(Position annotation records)
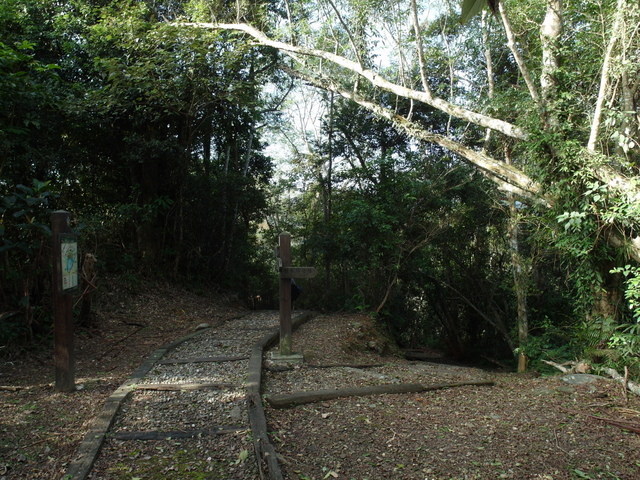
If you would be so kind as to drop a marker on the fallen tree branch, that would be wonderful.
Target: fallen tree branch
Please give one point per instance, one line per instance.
(298, 398)
(632, 427)
(556, 365)
(631, 386)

DO THIS →
Swap "fallen tree branch" for "broken tree limb" throughout the records and write the lines out again with nothing else changed. Leave out the pictures.

COMPLETED EXERCISE →
If you would be so kind as to drop a marker on the broken tree limb, that would be wonderful.
Target: broken tree limb
Please give one point per instance, one line per instance.
(298, 398)
(632, 427)
(556, 365)
(631, 386)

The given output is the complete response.